Reading text:
****************************************
Museum Ovartaci, Aarhus University Hospital, Risskov is one of the most extensive of its kind in Europe. It is unique and special in combining traditional museum activities with the many open workshops and studios in use today. The Psychiatric Historical Museum and the Art Museum share an area of more than 2000 m2. The Museum is located in one of the Hospital's original, fine and distinctive buildings, designed by the famous architect G. Bindesböll and opened in 1852. In those days the "Jydske Asyl" (Asylum of Jutland) represented a new and humanitarian era.
The Psychiatric Historical Museum presents an extensive collection of i.e. furniture from 1st, 2nd and 3rd board characteristic of the period, kitchen utensils, medical tools, patient artefacts and tools from the Hospital workshop. The exhibition contributes to demystifying mental illness through a thoughtprovoking insight into the fate and lives of people in an otherwise secluded and obscure world. It tells us a very distinctive chapter of Danish history, from a psychiatric point of view, and reflects the social climate of contemporary society.
****************************************
Point-per-instance localization data:

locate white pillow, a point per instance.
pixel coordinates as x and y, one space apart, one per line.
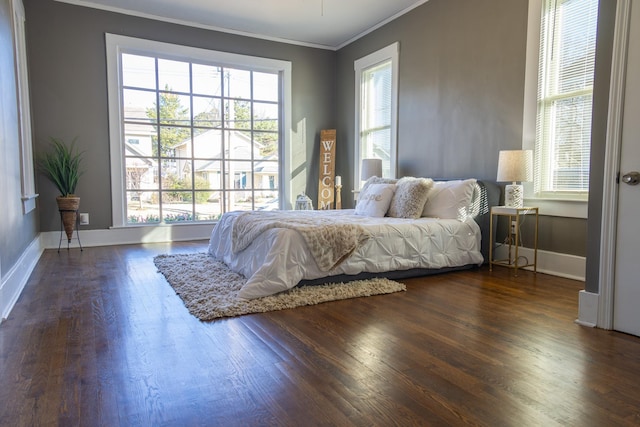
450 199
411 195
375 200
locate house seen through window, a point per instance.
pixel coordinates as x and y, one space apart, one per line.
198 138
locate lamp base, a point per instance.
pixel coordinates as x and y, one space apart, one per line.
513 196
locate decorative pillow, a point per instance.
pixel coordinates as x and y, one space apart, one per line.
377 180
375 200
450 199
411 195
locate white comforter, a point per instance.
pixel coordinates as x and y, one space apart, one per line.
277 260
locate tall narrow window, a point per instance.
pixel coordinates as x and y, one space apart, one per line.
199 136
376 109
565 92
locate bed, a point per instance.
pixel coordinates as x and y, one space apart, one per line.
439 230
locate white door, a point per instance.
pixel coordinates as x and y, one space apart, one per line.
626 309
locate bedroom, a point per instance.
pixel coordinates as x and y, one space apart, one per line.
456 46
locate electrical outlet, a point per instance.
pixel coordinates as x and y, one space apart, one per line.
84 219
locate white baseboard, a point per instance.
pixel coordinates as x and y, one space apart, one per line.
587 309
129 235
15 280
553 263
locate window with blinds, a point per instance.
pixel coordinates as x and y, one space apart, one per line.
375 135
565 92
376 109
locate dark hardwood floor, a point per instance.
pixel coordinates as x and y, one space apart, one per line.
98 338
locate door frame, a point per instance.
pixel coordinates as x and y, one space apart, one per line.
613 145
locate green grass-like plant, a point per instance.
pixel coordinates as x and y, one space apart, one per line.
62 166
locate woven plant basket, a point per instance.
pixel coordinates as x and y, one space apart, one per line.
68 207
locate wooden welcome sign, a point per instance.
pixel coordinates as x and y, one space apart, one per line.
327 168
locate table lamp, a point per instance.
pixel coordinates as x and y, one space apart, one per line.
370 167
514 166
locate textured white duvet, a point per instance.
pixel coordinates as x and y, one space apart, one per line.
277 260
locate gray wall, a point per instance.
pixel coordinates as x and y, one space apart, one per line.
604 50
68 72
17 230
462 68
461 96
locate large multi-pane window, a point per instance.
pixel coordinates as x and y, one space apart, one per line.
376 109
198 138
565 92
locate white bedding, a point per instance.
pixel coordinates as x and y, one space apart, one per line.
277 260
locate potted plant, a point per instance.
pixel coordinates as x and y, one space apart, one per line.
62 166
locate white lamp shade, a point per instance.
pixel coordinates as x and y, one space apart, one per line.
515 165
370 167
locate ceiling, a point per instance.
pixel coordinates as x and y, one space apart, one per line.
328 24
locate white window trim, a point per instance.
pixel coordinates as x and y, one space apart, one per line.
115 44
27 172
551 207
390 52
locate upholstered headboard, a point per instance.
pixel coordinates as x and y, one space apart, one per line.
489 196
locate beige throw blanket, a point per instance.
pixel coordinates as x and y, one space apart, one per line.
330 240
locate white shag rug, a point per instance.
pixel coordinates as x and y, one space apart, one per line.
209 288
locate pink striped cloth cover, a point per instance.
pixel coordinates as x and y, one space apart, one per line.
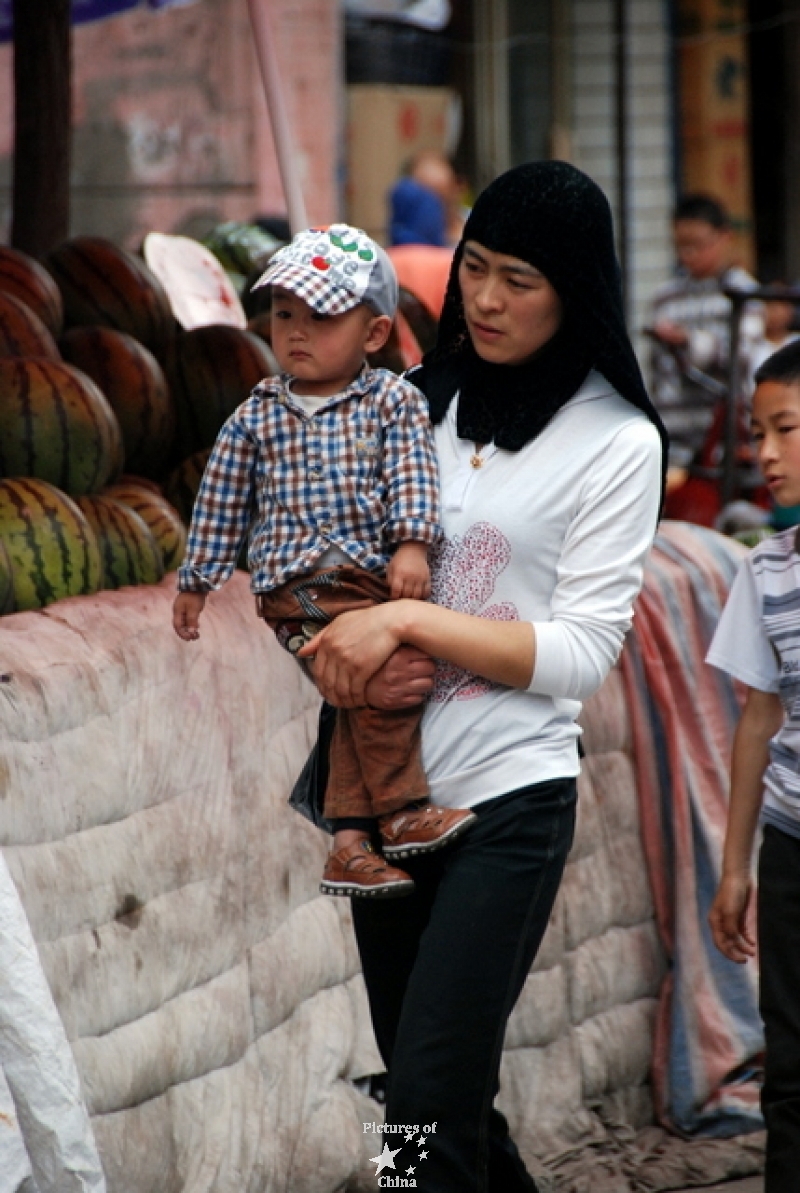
****************************************
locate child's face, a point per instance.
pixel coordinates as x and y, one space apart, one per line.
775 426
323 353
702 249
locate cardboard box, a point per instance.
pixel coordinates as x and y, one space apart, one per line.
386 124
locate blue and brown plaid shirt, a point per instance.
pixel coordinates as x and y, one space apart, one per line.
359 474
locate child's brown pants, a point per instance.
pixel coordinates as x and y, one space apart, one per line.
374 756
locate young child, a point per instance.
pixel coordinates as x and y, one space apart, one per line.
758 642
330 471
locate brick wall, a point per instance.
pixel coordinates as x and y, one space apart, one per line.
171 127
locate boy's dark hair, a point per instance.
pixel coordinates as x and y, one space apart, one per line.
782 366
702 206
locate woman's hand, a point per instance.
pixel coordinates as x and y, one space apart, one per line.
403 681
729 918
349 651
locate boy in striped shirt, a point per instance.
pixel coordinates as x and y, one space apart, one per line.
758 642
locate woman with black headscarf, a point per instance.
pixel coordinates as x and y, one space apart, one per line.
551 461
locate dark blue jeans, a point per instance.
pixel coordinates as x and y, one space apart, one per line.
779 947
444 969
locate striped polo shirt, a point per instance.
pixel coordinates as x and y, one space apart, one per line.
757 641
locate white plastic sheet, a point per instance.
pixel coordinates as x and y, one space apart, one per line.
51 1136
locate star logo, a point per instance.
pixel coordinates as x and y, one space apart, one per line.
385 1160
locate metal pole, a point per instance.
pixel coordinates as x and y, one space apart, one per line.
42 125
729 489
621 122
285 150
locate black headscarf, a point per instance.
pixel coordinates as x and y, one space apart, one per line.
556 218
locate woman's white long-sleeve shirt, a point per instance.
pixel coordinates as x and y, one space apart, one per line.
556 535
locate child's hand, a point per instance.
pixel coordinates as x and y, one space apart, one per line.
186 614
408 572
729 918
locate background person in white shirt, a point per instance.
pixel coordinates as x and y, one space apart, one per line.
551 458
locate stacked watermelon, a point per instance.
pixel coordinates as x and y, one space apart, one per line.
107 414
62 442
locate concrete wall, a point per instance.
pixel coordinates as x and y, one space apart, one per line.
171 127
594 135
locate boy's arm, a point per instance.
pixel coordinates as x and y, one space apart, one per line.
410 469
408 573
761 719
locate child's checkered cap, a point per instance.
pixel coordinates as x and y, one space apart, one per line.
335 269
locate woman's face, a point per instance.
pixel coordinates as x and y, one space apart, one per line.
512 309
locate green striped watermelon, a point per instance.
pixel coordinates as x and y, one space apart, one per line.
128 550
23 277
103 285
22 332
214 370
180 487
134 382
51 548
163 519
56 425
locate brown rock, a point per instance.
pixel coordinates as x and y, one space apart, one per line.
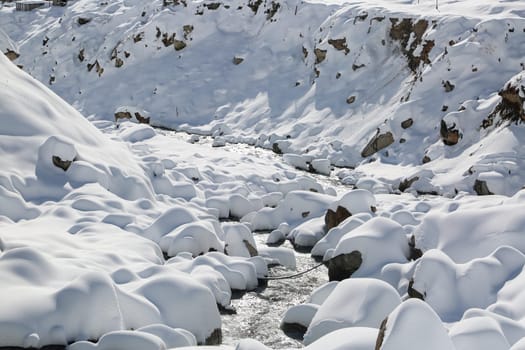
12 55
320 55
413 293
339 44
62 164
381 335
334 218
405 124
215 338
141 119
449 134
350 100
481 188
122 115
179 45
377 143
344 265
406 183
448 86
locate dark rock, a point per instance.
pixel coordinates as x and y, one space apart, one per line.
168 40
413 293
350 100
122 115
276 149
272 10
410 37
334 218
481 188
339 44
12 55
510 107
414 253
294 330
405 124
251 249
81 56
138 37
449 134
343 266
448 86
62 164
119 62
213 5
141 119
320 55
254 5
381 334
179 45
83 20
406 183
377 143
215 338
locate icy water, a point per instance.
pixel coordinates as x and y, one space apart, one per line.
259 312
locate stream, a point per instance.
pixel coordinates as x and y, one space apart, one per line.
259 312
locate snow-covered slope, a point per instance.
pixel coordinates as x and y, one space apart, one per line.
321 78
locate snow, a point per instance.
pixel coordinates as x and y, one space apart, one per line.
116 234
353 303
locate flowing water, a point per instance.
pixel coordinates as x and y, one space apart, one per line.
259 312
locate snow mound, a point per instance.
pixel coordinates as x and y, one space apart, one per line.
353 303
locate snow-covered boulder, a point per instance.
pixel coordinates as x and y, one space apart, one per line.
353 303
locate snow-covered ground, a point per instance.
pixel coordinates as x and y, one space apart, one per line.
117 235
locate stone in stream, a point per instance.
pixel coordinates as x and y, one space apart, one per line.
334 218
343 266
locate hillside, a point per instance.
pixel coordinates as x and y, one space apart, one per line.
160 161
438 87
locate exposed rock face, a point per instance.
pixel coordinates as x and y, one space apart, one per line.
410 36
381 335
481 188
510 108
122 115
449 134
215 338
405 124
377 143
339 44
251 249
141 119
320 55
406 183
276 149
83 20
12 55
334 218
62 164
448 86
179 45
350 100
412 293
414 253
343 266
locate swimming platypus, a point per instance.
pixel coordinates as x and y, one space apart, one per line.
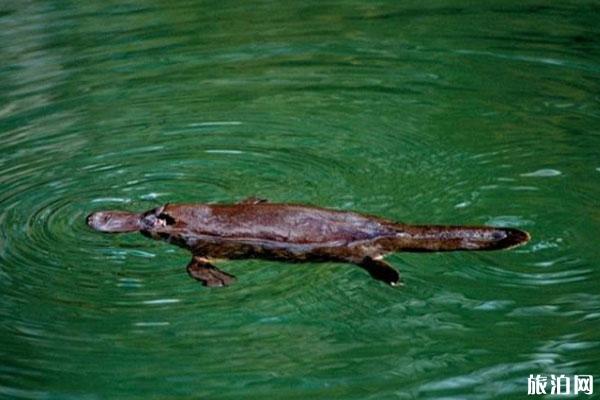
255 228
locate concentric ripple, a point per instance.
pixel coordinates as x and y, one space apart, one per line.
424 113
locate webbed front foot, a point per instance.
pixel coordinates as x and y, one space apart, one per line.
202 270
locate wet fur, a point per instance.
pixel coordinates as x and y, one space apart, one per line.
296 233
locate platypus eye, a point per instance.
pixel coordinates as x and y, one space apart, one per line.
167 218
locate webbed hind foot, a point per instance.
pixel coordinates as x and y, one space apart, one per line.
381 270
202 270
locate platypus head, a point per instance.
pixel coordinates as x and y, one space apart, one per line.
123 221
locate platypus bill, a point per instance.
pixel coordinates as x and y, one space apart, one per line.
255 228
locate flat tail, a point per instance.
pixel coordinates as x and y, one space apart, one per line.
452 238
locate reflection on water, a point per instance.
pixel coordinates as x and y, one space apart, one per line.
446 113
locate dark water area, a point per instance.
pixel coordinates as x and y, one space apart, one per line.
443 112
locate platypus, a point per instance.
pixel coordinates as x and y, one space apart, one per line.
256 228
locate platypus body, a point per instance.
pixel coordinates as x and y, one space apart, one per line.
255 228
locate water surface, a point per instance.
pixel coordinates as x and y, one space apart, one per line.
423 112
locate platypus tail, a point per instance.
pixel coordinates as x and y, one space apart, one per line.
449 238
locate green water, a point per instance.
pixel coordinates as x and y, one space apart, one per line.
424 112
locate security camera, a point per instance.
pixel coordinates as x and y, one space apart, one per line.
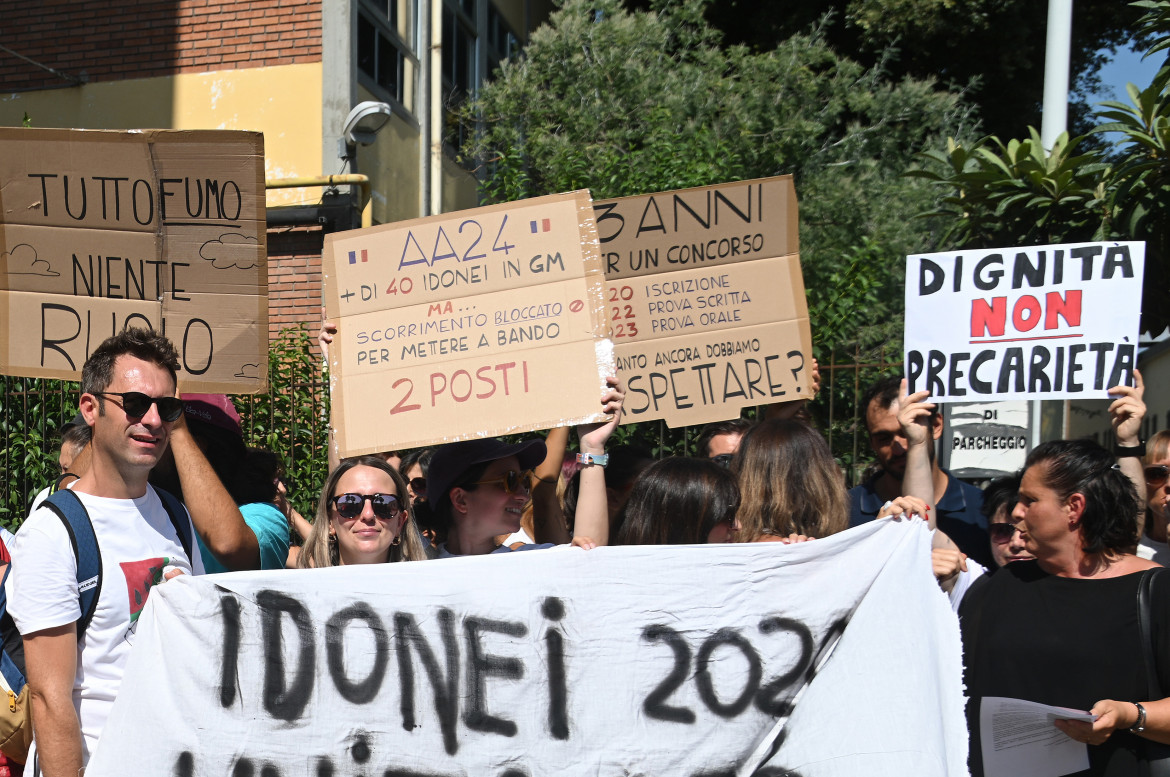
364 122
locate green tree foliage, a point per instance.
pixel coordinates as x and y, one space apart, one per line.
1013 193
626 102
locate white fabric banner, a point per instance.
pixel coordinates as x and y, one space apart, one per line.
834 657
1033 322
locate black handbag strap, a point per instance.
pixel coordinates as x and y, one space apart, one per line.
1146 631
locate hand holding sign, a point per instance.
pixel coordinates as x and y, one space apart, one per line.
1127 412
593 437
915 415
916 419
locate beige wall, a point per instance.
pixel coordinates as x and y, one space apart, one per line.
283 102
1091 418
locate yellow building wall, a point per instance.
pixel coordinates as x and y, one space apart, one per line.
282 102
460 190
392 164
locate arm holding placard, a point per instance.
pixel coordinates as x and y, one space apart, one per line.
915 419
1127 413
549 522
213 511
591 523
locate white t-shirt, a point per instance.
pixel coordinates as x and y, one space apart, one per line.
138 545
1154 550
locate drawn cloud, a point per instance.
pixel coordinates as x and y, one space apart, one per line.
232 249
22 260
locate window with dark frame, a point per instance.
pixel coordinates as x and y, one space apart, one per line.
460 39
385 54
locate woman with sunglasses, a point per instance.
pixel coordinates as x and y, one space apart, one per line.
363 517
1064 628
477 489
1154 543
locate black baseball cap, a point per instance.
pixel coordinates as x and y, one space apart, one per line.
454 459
****************************************
Exercise instructions:
- A) Answer these questions using the Museum Ovartaci text.
(i) Which architect designed the building that houses the museum?
(ii) In what year did that building open?
(iii) What does the exhibition of the Psychiatric Historical Museum contribute to?
- B) Reproduce the Museum Ovartaci text from "The Psychiatric Historical Museum presents" up to and including "of contemporary society.".
- C) Continue the Museum Ovartaci text after its final sentence.

Expected results:
- A)
(i) G. Bindesböll
(ii) 1852
(iii) Demystifying mental illness

- B)
The Psychiatric Historical Museum presents an extensive collection of i.e. furniture from 1st, 2nd and 3rd board characteristic of the period, kitchen utensils, medical tools, patient artefacts and tools from the Hospital workshop. The exhibition contributes to demystifying mental illness through a thoughtprovoking insight into the fate and lives of people in an otherwise secluded and obscure world. It tells us a very distinctive chapter of Danish history, from a psychiatric point of view, and reflects the social climate of contemporary society.

- C)
The Art Museum is situated in the ground floor of the Museum Building. All works of art are created by mentally ill artists, the majority of whom have been admitted to the Hospital. The most famous artist represented in the Art Museum is Louis Marcussen, a.k.a. Ovartaci. Through all of his 56 years of hospitalisation Ovartaci produced drawings, paintings and poems as well as machines and sculptures. The works of Ovartaci offer a rare opportunity to look into his strange and fascinating universe. The Art Museum owns more than 6.000 works of art. 850 of these are exhibited at the Museum, representing 86 artists.
A Multidimensional Museum that brings you close to the history of psychiatry – where the old buildings by architect Bindesboell and the historical exhibition in unison form a rare picture of an otherwise secluded world.
Furthermore, the Museum represents a unique, continuous and vibrant centre of creativity in crafts, galleries etc.
The Art Museum and its ongoing activities are evidence of the fact that art, living it and creating it, is of the greatest importance to the mentally ill – indeed to us all. Artistic expression is a valuable factor in acknowledging and coming to terms with reality – and in the individual, personal development. The art on display is charaterized by its lack of compromise – a quality pursued by many artists throughout the times.
In the Museum we strive to facilitate the meeting between the different aspects – between history, art and man.